• **Point labeling examples**:
· · · · · · ·

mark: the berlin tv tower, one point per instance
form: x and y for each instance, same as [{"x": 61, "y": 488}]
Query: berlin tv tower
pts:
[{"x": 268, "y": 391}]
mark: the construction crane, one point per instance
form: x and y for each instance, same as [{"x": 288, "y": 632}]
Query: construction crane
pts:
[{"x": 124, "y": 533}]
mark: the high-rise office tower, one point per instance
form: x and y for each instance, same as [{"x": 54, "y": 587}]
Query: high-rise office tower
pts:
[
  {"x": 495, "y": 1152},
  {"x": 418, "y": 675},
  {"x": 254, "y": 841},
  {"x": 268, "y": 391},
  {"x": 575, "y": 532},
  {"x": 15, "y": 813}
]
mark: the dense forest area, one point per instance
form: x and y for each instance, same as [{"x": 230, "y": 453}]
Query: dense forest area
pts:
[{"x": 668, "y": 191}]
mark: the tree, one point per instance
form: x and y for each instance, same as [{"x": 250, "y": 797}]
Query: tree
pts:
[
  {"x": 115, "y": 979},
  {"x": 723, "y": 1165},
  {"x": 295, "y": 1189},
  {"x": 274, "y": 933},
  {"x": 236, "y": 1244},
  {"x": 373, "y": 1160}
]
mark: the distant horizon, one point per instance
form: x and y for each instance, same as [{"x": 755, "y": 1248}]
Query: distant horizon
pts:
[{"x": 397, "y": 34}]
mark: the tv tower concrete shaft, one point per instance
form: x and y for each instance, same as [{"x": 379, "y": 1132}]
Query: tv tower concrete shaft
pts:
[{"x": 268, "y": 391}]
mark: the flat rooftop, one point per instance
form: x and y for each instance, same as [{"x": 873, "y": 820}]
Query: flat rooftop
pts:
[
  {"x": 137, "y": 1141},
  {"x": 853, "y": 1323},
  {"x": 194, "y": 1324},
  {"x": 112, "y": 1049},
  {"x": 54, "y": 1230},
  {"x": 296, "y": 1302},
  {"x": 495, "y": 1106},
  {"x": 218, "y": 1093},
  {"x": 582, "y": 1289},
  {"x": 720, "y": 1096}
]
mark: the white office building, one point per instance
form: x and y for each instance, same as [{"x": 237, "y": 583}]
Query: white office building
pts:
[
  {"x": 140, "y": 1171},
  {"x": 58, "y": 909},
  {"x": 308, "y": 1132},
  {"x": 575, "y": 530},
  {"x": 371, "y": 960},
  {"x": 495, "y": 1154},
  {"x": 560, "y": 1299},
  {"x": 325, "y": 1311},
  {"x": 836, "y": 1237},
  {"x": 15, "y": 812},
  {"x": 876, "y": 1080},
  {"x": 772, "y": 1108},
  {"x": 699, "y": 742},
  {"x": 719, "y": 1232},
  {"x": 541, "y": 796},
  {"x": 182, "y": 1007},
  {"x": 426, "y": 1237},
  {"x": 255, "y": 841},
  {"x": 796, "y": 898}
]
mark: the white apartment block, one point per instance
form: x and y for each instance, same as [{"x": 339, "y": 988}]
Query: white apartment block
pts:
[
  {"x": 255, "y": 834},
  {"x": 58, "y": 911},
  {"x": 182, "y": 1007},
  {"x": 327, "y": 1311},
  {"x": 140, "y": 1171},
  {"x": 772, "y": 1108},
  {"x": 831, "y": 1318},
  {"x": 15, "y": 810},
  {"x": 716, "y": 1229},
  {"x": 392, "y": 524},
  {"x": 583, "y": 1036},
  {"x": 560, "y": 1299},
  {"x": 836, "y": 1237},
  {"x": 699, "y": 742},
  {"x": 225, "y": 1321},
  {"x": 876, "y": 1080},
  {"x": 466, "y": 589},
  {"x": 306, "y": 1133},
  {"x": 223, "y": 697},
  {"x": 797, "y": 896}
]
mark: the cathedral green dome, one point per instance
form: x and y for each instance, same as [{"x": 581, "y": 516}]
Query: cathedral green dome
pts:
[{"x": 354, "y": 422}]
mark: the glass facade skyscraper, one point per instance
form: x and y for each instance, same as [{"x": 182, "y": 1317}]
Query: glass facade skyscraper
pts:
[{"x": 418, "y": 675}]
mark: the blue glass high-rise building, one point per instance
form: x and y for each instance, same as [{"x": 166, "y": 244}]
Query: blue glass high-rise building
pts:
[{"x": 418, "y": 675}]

· · · · · · ·

• **What you need to do**:
Reproduce the data above, replacing each occurrence of "Query" with "Target" and keeping everything else as it is.

• **Solution**:
mark: the berlin tv tower, one point per instance
form: x and y for each instance, same as [{"x": 61, "y": 488}]
Target: berlin tv tower
pts:
[{"x": 268, "y": 391}]
mark: the construction crane, one point per instance
form: x and y for each instance, same as [{"x": 288, "y": 632}]
Target: construction crane
pts:
[{"x": 124, "y": 533}]
mark: the high-rise office tower, one point per instance
form: x and y for each instance, same as [{"x": 54, "y": 587}]
Target: high-rise office tower
pts:
[
  {"x": 495, "y": 1152},
  {"x": 418, "y": 675},
  {"x": 254, "y": 841},
  {"x": 268, "y": 391},
  {"x": 575, "y": 532},
  {"x": 15, "y": 813}
]
mark: the dense forest area, one point per instance
form: x and y for each instance, same as [{"x": 230, "y": 453}]
Target: dense forest area
pts:
[{"x": 668, "y": 191}]
mark: the tree, one point per instance
form: x and y for each instance, same as [{"x": 250, "y": 797}]
Target: tree
pts:
[
  {"x": 115, "y": 979},
  {"x": 723, "y": 1165},
  {"x": 295, "y": 1189},
  {"x": 274, "y": 933},
  {"x": 236, "y": 1244},
  {"x": 373, "y": 1160}
]
mark: the distant horizon, one point per instance
form: x and y for each instance, same as [{"x": 755, "y": 1248}]
Target: distant horizon
pts:
[{"x": 397, "y": 34}]
mark: the tv tower concrete shaft, one point per instance
form: x and y for each instance, same as [{"x": 379, "y": 1132}]
Target: tv tower concrete shaft
pts:
[{"x": 268, "y": 391}]
mark: the flat rooftop, one point per instance
form: x and y for each instance, same as [{"x": 873, "y": 820}]
Target: flat rooftop
pts:
[
  {"x": 137, "y": 1141},
  {"x": 853, "y": 1323},
  {"x": 194, "y": 1324},
  {"x": 112, "y": 1049},
  {"x": 54, "y": 1230},
  {"x": 296, "y": 1302},
  {"x": 495, "y": 1106},
  {"x": 218, "y": 1093},
  {"x": 582, "y": 1289},
  {"x": 720, "y": 1096}
]
mark: the white office building, one point per instance
form: x and y for each instance, same as [{"x": 237, "y": 583}]
Target: white office building
pts:
[
  {"x": 140, "y": 1171},
  {"x": 58, "y": 909},
  {"x": 308, "y": 1132},
  {"x": 575, "y": 530},
  {"x": 371, "y": 960},
  {"x": 495, "y": 1154},
  {"x": 560, "y": 1299},
  {"x": 325, "y": 1311},
  {"x": 836, "y": 1237},
  {"x": 15, "y": 812},
  {"x": 876, "y": 1080},
  {"x": 772, "y": 1108},
  {"x": 699, "y": 742},
  {"x": 719, "y": 1232},
  {"x": 541, "y": 796},
  {"x": 182, "y": 1007},
  {"x": 426, "y": 1237},
  {"x": 255, "y": 841},
  {"x": 796, "y": 898}
]
mark: the white apartment block, one point per instance
form: x and y for each instance, same as [{"x": 339, "y": 988}]
Target: white apartment block
pts:
[
  {"x": 255, "y": 834},
  {"x": 58, "y": 911},
  {"x": 182, "y": 1007},
  {"x": 327, "y": 1311},
  {"x": 140, "y": 1171},
  {"x": 772, "y": 1108},
  {"x": 831, "y": 1318},
  {"x": 15, "y": 810},
  {"x": 716, "y": 1229},
  {"x": 392, "y": 524},
  {"x": 583, "y": 1036},
  {"x": 560, "y": 1299},
  {"x": 836, "y": 1237},
  {"x": 699, "y": 742},
  {"x": 225, "y": 1321},
  {"x": 876, "y": 1080},
  {"x": 466, "y": 589},
  {"x": 306, "y": 1133},
  {"x": 223, "y": 697},
  {"x": 797, "y": 896}
]
mark: the cathedral green dome, one point per instance
form: x and y for each instance, same as [{"x": 581, "y": 516}]
Target: cathedral green dome
pts:
[{"x": 354, "y": 422}]
mark: the glass facade skyscraper, one point per instance
form: x and y for each instance, same as [{"x": 182, "y": 1317}]
Target: glass facade skyscraper
pts:
[{"x": 418, "y": 675}]
mark: the blue glass high-rise building, one point per instance
form: x and y for each instance, same as [{"x": 166, "y": 244}]
Target: blue glass high-rise building
pts:
[{"x": 418, "y": 675}]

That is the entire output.